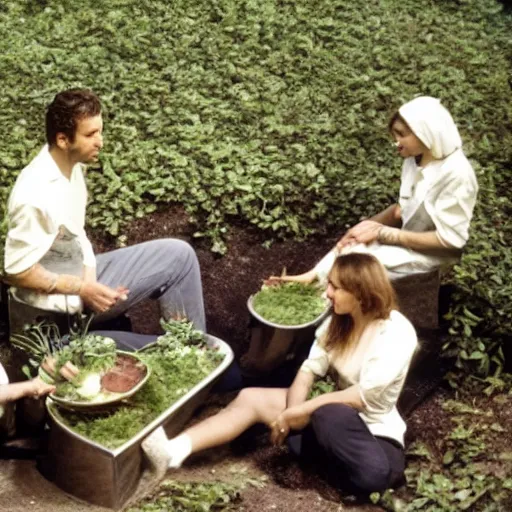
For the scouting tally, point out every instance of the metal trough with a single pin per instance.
(106, 477)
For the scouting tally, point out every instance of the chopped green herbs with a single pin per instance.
(289, 303)
(176, 367)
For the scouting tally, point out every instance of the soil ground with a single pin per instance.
(227, 282)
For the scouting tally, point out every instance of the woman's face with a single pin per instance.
(406, 142)
(343, 302)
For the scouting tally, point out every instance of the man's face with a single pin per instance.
(88, 140)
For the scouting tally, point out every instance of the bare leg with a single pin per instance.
(251, 406)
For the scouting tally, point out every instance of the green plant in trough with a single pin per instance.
(289, 303)
(176, 367)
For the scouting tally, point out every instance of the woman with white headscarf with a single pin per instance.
(430, 224)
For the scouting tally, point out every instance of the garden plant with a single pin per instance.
(270, 116)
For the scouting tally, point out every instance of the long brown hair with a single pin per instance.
(365, 277)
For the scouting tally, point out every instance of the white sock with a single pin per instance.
(179, 448)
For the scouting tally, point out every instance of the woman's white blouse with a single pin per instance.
(378, 364)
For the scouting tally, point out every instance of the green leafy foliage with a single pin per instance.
(200, 496)
(322, 386)
(461, 472)
(289, 303)
(273, 114)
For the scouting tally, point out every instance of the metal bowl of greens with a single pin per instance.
(289, 305)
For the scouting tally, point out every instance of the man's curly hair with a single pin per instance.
(66, 109)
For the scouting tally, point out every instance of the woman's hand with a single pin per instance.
(365, 232)
(38, 388)
(293, 418)
(306, 278)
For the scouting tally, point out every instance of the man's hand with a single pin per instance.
(101, 298)
(295, 418)
(365, 232)
(69, 371)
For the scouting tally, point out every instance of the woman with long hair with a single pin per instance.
(368, 345)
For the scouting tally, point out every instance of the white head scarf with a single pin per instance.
(433, 125)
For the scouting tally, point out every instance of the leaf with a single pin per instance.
(448, 457)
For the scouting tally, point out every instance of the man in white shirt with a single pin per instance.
(49, 261)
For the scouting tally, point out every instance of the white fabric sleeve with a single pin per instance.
(452, 210)
(318, 359)
(88, 253)
(323, 267)
(384, 371)
(29, 238)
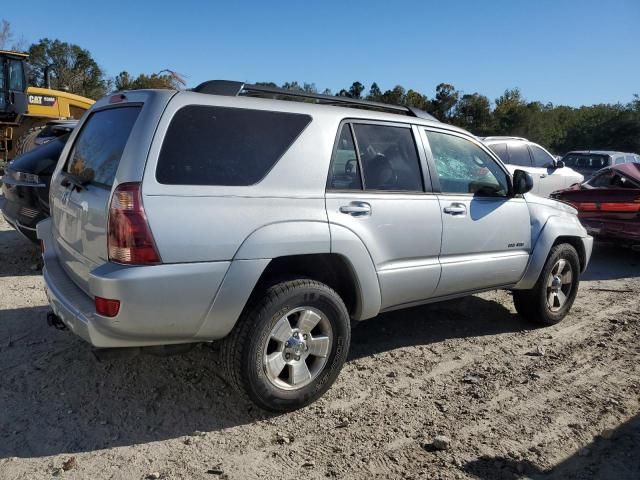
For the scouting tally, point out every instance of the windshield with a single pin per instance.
(586, 161)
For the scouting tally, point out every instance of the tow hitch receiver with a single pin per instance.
(55, 321)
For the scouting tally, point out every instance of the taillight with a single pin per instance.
(107, 307)
(611, 207)
(129, 237)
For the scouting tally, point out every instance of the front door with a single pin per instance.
(486, 232)
(550, 178)
(376, 189)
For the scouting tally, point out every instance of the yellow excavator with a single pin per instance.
(24, 110)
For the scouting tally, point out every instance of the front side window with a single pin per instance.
(519, 155)
(388, 157)
(208, 145)
(463, 167)
(96, 153)
(16, 75)
(541, 159)
(345, 172)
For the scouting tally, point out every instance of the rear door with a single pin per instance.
(377, 190)
(486, 236)
(81, 190)
(12, 74)
(549, 178)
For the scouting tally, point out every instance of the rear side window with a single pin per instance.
(500, 149)
(541, 159)
(519, 155)
(463, 167)
(389, 158)
(96, 153)
(16, 75)
(345, 171)
(586, 161)
(225, 146)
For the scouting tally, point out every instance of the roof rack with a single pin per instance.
(233, 89)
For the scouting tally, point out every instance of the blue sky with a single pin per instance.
(565, 51)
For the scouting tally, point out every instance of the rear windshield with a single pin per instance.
(97, 150)
(225, 146)
(585, 160)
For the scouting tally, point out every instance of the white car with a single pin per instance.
(549, 174)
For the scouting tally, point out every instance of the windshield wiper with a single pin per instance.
(70, 179)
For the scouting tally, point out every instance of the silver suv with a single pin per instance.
(193, 216)
(548, 173)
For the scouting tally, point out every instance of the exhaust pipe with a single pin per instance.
(47, 79)
(55, 321)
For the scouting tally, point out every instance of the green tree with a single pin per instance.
(8, 40)
(395, 96)
(356, 89)
(72, 68)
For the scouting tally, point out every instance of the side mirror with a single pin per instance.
(522, 182)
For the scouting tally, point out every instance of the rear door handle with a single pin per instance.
(356, 209)
(455, 209)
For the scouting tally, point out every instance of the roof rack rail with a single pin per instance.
(503, 137)
(233, 88)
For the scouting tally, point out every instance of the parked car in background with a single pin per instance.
(548, 173)
(588, 162)
(25, 184)
(191, 216)
(609, 203)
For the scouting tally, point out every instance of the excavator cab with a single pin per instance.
(13, 86)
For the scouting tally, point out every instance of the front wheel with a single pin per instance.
(551, 298)
(289, 347)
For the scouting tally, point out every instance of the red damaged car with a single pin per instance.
(609, 203)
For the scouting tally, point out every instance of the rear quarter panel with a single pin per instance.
(193, 223)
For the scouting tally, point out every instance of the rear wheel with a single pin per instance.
(289, 347)
(551, 298)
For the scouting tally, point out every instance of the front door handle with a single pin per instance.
(455, 209)
(356, 209)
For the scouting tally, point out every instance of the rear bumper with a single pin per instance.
(159, 304)
(21, 206)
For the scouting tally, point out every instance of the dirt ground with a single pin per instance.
(515, 401)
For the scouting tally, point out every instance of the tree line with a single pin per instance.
(560, 128)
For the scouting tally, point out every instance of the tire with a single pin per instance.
(295, 323)
(550, 299)
(27, 141)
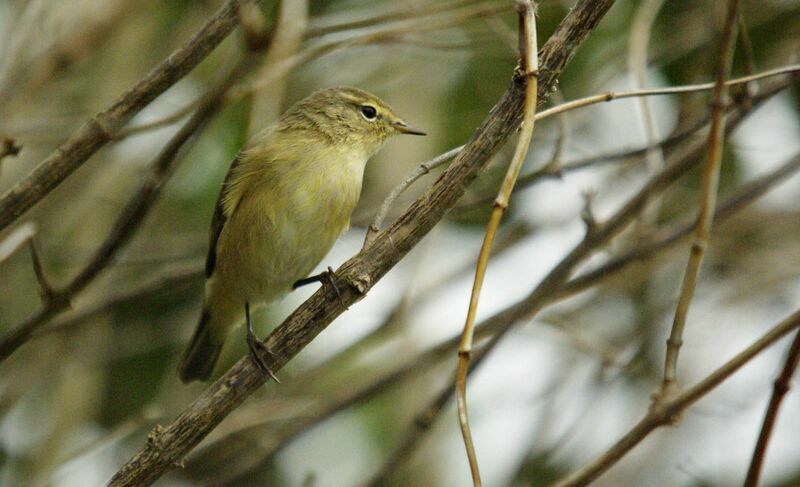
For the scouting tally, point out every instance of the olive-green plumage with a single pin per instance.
(286, 199)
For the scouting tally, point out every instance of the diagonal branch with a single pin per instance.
(780, 388)
(129, 221)
(716, 142)
(528, 48)
(665, 412)
(167, 446)
(100, 129)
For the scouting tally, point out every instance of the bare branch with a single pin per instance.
(126, 225)
(706, 214)
(529, 68)
(357, 276)
(100, 129)
(781, 387)
(666, 412)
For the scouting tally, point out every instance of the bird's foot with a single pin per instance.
(257, 351)
(326, 276)
(257, 348)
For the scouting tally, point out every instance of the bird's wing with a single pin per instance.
(219, 219)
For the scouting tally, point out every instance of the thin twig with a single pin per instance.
(669, 409)
(780, 388)
(638, 46)
(550, 288)
(392, 32)
(169, 445)
(742, 197)
(100, 129)
(340, 401)
(529, 68)
(127, 223)
(548, 171)
(705, 217)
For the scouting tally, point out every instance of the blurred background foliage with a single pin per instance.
(78, 399)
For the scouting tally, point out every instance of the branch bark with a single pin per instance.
(101, 129)
(166, 447)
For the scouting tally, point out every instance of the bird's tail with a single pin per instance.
(202, 354)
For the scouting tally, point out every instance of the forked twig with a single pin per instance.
(666, 411)
(706, 214)
(552, 169)
(529, 66)
(780, 388)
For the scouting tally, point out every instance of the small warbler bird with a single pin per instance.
(286, 199)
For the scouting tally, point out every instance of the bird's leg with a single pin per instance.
(256, 346)
(328, 276)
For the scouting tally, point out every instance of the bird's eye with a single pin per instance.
(369, 112)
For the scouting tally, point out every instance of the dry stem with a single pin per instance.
(100, 129)
(666, 411)
(780, 388)
(706, 214)
(529, 66)
(169, 445)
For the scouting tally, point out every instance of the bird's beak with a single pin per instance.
(403, 128)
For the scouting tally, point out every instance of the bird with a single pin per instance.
(286, 199)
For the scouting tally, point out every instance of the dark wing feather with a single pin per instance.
(218, 222)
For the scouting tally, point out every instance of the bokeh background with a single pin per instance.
(79, 399)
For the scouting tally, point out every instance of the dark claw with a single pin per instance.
(257, 347)
(328, 276)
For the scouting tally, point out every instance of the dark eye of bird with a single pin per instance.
(369, 112)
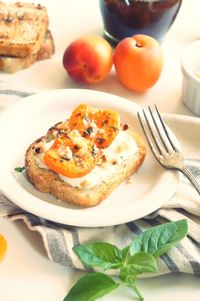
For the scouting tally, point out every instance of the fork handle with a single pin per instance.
(191, 178)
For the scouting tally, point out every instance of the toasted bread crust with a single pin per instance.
(12, 65)
(48, 181)
(22, 28)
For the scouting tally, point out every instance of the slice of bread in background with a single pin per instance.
(14, 64)
(45, 180)
(22, 28)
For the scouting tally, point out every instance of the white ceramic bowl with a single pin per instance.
(191, 83)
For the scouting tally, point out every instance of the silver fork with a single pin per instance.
(162, 146)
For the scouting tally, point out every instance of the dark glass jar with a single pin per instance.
(123, 18)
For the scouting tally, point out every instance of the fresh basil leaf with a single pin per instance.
(139, 263)
(157, 240)
(20, 169)
(99, 254)
(91, 287)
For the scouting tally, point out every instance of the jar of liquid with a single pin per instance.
(124, 18)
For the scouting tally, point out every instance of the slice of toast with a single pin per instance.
(22, 28)
(14, 64)
(45, 180)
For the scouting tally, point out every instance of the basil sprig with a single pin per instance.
(137, 258)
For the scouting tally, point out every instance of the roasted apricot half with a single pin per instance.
(72, 156)
(99, 126)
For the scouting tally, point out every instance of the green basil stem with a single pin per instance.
(137, 290)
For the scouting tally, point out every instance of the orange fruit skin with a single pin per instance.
(88, 59)
(138, 62)
(3, 247)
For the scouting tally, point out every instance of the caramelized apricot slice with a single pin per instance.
(108, 123)
(72, 157)
(100, 126)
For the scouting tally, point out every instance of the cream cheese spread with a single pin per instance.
(121, 151)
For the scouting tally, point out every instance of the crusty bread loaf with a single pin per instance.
(14, 64)
(45, 180)
(22, 28)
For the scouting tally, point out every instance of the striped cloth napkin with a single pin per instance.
(59, 239)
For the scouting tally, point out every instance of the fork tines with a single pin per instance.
(156, 132)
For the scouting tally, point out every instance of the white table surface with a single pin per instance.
(26, 273)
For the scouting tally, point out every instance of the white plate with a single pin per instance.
(30, 118)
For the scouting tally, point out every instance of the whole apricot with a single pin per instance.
(138, 62)
(88, 59)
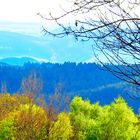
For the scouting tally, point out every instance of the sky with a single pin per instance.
(26, 10)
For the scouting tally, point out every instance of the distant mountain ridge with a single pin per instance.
(52, 49)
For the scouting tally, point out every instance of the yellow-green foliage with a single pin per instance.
(111, 122)
(21, 119)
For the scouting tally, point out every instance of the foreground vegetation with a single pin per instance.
(23, 117)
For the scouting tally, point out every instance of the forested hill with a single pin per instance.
(86, 80)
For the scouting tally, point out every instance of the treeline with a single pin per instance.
(85, 80)
(29, 117)
(74, 77)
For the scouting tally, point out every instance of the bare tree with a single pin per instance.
(113, 26)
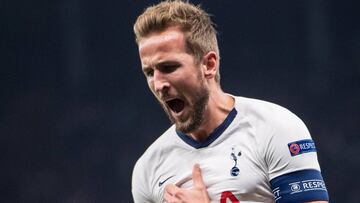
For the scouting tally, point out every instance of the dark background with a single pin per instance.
(76, 112)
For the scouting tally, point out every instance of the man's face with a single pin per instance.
(175, 78)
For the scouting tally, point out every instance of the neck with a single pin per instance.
(218, 108)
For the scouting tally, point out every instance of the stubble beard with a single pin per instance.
(196, 114)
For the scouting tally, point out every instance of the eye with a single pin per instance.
(169, 68)
(149, 72)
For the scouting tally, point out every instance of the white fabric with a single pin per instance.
(260, 131)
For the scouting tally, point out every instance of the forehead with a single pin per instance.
(169, 40)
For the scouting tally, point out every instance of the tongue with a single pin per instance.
(177, 105)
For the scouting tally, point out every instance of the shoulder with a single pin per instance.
(268, 115)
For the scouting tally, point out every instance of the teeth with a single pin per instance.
(176, 105)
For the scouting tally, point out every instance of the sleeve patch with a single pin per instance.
(299, 186)
(301, 147)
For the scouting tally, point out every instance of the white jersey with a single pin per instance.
(258, 142)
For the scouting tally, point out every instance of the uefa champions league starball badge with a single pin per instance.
(234, 170)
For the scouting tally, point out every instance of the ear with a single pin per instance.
(210, 64)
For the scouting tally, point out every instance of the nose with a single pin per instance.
(161, 84)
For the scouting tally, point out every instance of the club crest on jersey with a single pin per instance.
(301, 147)
(234, 156)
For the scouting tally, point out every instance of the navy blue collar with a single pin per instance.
(213, 136)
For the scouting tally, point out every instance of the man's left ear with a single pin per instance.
(210, 64)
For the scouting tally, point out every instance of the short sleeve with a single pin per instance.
(291, 158)
(288, 146)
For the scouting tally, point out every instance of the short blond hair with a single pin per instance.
(199, 30)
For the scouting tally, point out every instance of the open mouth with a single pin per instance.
(176, 105)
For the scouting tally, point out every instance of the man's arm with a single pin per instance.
(197, 194)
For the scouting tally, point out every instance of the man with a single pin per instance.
(221, 148)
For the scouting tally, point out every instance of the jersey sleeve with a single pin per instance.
(139, 186)
(291, 158)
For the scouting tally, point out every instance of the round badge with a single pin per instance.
(234, 171)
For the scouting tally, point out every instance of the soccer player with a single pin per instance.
(221, 148)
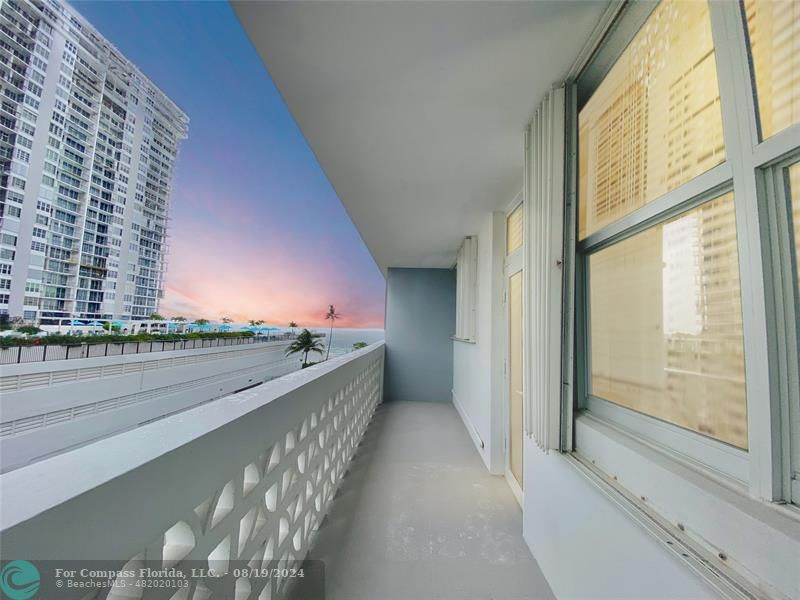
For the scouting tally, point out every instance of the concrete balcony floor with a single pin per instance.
(418, 517)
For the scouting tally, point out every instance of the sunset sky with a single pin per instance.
(257, 231)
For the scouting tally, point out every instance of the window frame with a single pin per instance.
(750, 168)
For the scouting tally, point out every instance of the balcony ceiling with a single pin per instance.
(415, 110)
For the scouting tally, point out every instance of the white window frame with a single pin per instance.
(686, 486)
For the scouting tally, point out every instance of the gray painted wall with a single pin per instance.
(420, 320)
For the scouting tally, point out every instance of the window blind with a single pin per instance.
(544, 223)
(466, 289)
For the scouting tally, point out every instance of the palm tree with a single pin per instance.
(304, 343)
(331, 316)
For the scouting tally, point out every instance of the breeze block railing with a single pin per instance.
(80, 349)
(243, 480)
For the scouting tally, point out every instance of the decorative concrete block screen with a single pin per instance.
(244, 481)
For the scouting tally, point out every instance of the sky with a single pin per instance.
(257, 231)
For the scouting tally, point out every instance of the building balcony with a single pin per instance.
(391, 498)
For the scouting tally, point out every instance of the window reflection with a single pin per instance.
(774, 32)
(666, 323)
(654, 122)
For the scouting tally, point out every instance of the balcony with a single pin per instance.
(249, 480)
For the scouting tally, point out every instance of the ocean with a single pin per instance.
(343, 339)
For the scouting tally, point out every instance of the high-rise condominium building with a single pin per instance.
(87, 152)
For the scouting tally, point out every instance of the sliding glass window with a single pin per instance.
(773, 28)
(666, 323)
(688, 235)
(664, 304)
(654, 122)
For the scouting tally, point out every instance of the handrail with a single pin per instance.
(245, 479)
(48, 352)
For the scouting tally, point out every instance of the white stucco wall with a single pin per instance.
(477, 380)
(51, 406)
(587, 547)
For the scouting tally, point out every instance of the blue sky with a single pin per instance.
(257, 230)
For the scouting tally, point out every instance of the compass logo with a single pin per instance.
(19, 580)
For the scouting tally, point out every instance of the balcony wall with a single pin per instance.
(420, 307)
(50, 406)
(246, 478)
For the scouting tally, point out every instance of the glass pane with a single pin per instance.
(654, 122)
(514, 231)
(774, 28)
(666, 323)
(794, 192)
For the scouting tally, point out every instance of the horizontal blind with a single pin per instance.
(544, 224)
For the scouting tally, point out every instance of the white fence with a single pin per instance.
(243, 480)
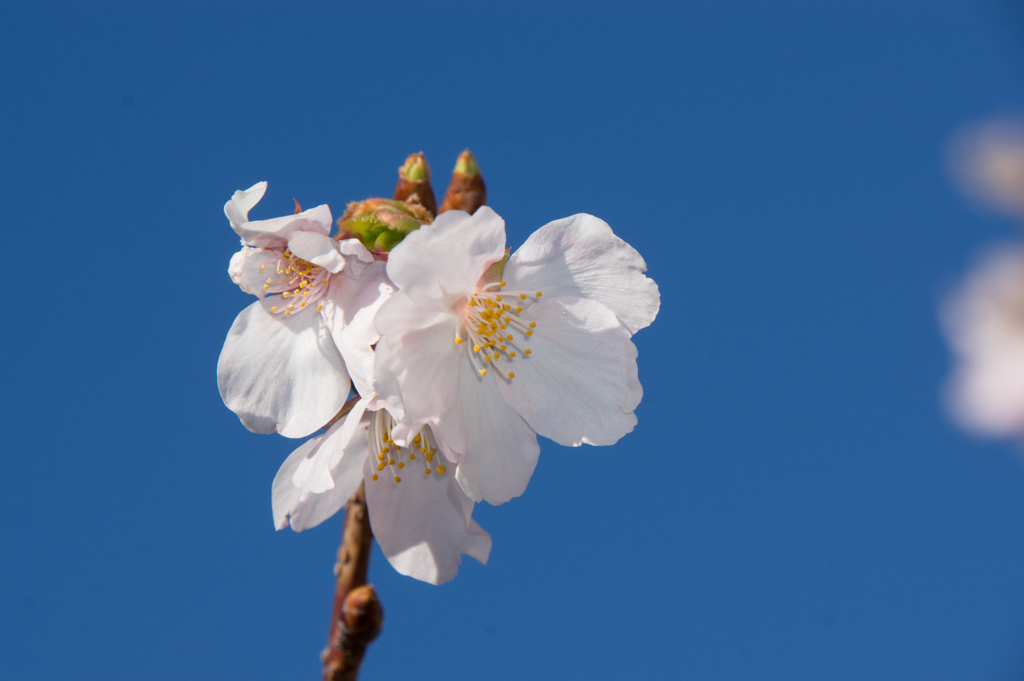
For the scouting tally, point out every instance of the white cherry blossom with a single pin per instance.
(283, 365)
(984, 322)
(418, 512)
(493, 354)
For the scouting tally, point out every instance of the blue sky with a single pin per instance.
(794, 503)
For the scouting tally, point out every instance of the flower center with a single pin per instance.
(488, 327)
(299, 283)
(420, 457)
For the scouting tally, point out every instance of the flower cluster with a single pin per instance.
(433, 357)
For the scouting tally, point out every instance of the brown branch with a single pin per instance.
(356, 615)
(466, 190)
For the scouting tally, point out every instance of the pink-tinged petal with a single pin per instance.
(423, 523)
(348, 312)
(441, 262)
(356, 255)
(275, 231)
(289, 506)
(241, 203)
(580, 256)
(574, 387)
(282, 372)
(498, 450)
(314, 474)
(317, 249)
(249, 268)
(416, 367)
(984, 322)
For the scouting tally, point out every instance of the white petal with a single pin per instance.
(351, 304)
(249, 268)
(274, 231)
(417, 362)
(317, 249)
(441, 262)
(282, 372)
(241, 203)
(423, 523)
(289, 508)
(580, 256)
(314, 473)
(498, 451)
(576, 386)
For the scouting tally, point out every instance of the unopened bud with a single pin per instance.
(381, 223)
(414, 183)
(466, 190)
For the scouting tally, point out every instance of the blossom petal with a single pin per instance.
(423, 524)
(417, 362)
(282, 372)
(440, 262)
(248, 268)
(349, 313)
(317, 249)
(290, 508)
(576, 385)
(314, 474)
(275, 231)
(237, 209)
(498, 450)
(580, 256)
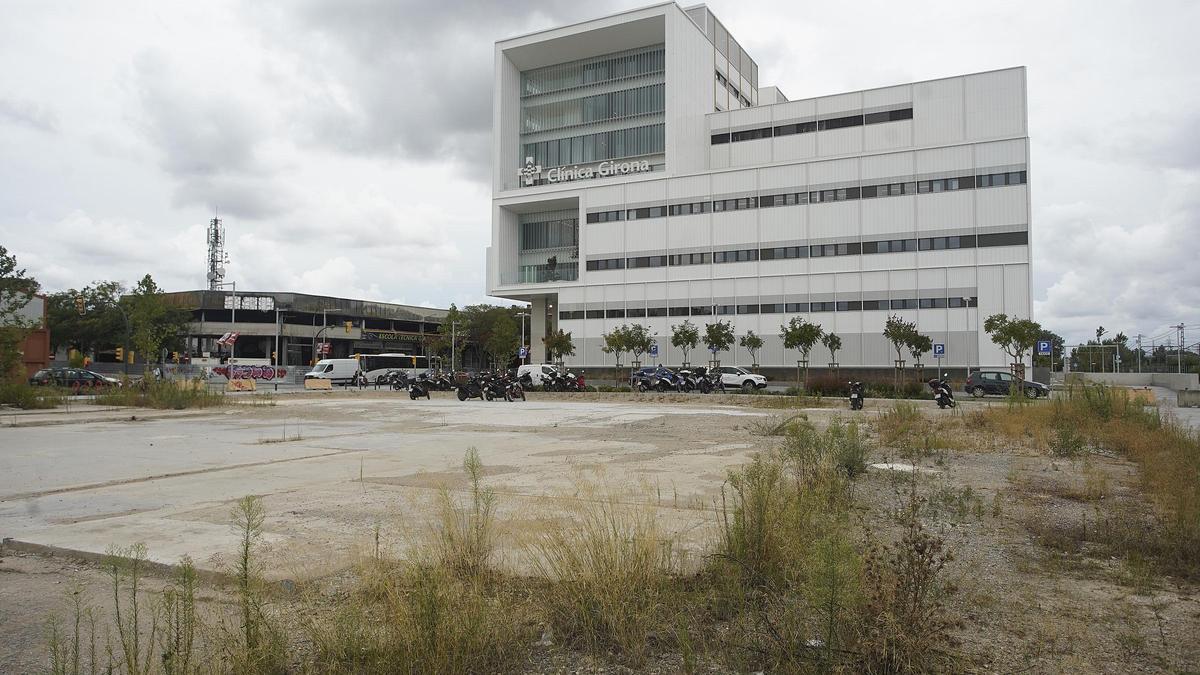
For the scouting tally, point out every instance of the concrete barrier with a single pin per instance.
(241, 384)
(1168, 380)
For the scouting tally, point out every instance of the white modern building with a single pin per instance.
(643, 174)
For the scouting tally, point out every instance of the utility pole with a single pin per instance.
(522, 316)
(1180, 353)
(454, 348)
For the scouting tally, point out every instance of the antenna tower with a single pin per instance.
(217, 257)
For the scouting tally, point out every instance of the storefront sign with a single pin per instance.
(533, 172)
(262, 303)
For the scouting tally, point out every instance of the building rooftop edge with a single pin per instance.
(630, 11)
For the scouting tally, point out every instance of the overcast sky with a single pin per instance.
(346, 142)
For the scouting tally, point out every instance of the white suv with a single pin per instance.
(736, 376)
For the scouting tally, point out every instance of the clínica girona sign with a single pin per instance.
(532, 172)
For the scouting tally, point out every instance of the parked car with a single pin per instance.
(997, 382)
(738, 376)
(72, 378)
(534, 374)
(641, 374)
(340, 371)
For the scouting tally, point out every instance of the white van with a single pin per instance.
(341, 371)
(537, 372)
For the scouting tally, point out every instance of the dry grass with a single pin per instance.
(1168, 457)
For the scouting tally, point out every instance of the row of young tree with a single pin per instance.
(1015, 336)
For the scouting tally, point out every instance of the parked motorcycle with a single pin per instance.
(856, 395)
(419, 387)
(513, 390)
(471, 388)
(397, 380)
(942, 392)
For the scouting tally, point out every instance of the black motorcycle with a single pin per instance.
(419, 387)
(513, 390)
(856, 395)
(397, 380)
(471, 388)
(942, 393)
(495, 387)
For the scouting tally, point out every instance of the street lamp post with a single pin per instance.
(522, 316)
(324, 326)
(233, 311)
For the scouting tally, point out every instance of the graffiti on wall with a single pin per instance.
(251, 371)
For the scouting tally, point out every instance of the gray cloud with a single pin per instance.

** AIM **
Return the line that contains "For the scouting tally, point out every instance of the antenna" and all lines after it, verbatim, and nothing else.

** TASK ANSWER **
For the scouting tally, point out every instance of the antenna tower with a single pin per instance.
(217, 257)
For the scouting tally, point out every instance of the storefront sign with a single pin per instance.
(533, 172)
(262, 303)
For the scouting tally, point out every instance of the building rooftop edge with a single pin per instance.
(630, 11)
For the scouting tally, point out every instance of the overcast sky with a single pin per instance.
(346, 142)
For the scouting tally, point out every instance of the white suv with a single pin per instance.
(736, 376)
For the scouting tally, point out every instance of the clínica girona sign with a single pin per instance.
(532, 172)
For the scouting tally, point out every instance of the parked car with a single pin per instance.
(997, 382)
(738, 376)
(72, 378)
(534, 374)
(641, 374)
(340, 371)
For the scouting tally, point out every instance of the white van with a single pin per instance.
(341, 371)
(537, 372)
For the scouting tally, point out every instance of the dry grass with a single pin per instance.
(1168, 457)
For the scouting tally, point out every instance of the row of young tree with a single pin per instance.
(1015, 336)
For the scouting tally, point out every instance of the parked motorcycle with a single pin per instance.
(856, 395)
(419, 387)
(513, 390)
(471, 388)
(397, 380)
(942, 392)
For the scouting tally, point out every instance of the black motorcycle with a single pin per instance.
(419, 387)
(513, 390)
(856, 395)
(397, 380)
(471, 388)
(942, 393)
(495, 387)
For the scouting tally, point out every instance of the street lamp post with a single pin per instance.
(522, 316)
(324, 326)
(233, 311)
For the scouting tally, point out every instance of the graffiti on wall with a single pin per instance.
(251, 371)
For the scouting tally, point out every instance of the gray cloud with a single pin per instance.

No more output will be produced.